WRITTEN PROBLEM: Write out the listing again, starting at the line containing "Query: frayed plastic fiber" and ending at the line containing "181], [204, 187]]]", with nothing before or after, and raise every coordinate in the answer outlines by 135. Keep the requests and their format samples as they are.

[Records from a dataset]
↓↓↓

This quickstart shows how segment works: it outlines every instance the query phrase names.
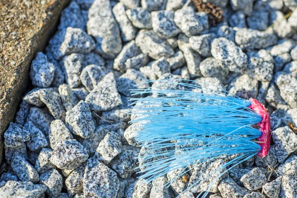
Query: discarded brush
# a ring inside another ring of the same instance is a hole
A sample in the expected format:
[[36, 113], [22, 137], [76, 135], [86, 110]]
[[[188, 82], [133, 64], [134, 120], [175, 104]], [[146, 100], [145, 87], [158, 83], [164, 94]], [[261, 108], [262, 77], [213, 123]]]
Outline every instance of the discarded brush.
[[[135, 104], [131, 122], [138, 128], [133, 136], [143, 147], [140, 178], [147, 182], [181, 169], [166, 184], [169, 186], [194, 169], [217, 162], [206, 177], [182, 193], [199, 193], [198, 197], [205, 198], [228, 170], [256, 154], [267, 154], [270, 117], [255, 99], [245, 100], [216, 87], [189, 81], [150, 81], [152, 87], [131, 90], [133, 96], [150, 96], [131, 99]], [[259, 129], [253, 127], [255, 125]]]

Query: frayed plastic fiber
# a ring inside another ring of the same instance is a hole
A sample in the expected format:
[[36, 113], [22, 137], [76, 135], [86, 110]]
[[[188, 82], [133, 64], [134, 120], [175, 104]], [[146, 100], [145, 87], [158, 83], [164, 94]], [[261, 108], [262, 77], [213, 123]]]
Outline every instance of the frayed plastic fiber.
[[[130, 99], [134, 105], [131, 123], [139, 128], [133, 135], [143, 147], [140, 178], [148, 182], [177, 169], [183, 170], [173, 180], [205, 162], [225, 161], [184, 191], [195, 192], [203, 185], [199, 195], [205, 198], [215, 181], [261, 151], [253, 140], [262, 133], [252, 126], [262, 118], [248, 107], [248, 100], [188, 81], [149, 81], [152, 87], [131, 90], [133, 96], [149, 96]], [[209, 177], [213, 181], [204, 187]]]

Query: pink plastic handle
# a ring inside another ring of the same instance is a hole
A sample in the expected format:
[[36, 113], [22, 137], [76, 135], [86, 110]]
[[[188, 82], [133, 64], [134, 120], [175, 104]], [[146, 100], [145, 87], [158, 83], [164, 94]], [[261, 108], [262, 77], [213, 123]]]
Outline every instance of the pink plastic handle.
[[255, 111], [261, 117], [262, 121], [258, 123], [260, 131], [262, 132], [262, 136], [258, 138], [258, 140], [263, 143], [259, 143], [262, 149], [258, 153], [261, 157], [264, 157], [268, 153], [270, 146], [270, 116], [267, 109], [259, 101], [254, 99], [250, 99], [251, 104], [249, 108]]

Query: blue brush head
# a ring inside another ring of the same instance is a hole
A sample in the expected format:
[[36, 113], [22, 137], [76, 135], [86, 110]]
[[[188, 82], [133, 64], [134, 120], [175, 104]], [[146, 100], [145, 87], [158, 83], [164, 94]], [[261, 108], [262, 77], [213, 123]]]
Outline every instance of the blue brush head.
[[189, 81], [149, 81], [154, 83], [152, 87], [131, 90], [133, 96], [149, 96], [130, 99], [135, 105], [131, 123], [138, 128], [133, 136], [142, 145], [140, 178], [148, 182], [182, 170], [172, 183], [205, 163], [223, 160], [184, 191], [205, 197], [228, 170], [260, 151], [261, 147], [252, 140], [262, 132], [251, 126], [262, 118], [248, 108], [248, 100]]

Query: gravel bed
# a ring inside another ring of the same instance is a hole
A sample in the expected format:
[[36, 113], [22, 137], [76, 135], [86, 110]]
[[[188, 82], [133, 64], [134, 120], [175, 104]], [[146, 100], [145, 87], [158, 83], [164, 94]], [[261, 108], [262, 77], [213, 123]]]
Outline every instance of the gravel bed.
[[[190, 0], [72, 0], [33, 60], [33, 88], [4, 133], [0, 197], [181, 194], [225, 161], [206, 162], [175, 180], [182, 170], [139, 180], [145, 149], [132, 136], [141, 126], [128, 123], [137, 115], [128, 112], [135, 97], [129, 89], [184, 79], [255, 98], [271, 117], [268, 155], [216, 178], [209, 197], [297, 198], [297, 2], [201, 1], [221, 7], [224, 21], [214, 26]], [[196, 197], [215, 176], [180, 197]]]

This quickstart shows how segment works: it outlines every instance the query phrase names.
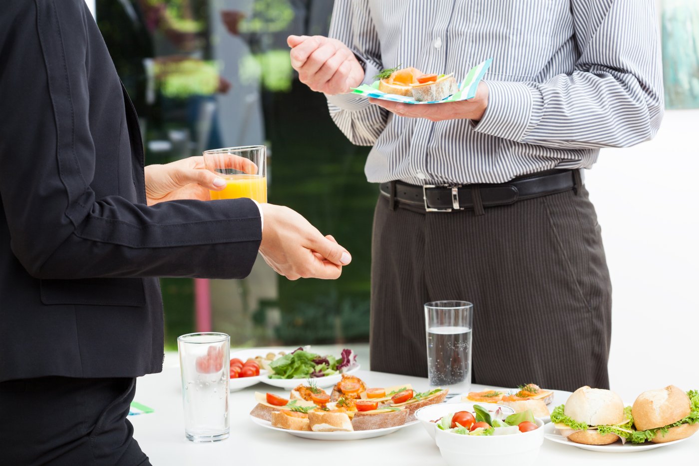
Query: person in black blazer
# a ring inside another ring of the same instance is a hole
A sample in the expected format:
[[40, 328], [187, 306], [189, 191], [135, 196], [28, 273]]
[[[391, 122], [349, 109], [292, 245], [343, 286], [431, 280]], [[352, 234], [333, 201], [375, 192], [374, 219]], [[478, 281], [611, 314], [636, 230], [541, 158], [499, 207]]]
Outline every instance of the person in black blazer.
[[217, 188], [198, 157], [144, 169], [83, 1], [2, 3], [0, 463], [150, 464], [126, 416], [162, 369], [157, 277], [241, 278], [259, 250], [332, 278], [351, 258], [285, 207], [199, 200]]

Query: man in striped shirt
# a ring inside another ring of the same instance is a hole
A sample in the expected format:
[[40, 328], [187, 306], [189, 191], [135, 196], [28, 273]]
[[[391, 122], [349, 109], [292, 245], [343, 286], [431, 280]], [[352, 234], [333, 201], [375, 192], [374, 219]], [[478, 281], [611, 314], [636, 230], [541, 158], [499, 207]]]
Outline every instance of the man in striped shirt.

↑↑↑

SOLVED PROBLEM:
Query: frayed plastic fiber
# a ring inside another ring of the same instance is a hole
A sample in the expected format:
[[36, 113], [22, 137], [76, 135], [86, 110]]
[[[188, 82], [133, 64], [134, 120], [175, 104]], [[146, 100], [145, 87], [158, 83], [164, 94]], [[261, 108], [262, 77], [213, 123]]]
Outline every instance of the frayed plastic fiber.
[[[265, 234], [269, 240], [266, 258], [274, 263], [268, 270], [278, 282], [275, 313], [283, 317], [312, 304], [318, 305], [308, 315], [340, 297], [360, 296], [319, 326], [330, 327], [338, 320], [334, 330], [340, 333], [350, 316], [396, 286], [388, 275], [397, 268], [387, 261], [397, 253], [383, 242], [383, 235], [323, 216], [284, 216], [287, 222], [266, 225], [268, 231], [284, 231]], [[344, 312], [348, 316], [339, 322]]]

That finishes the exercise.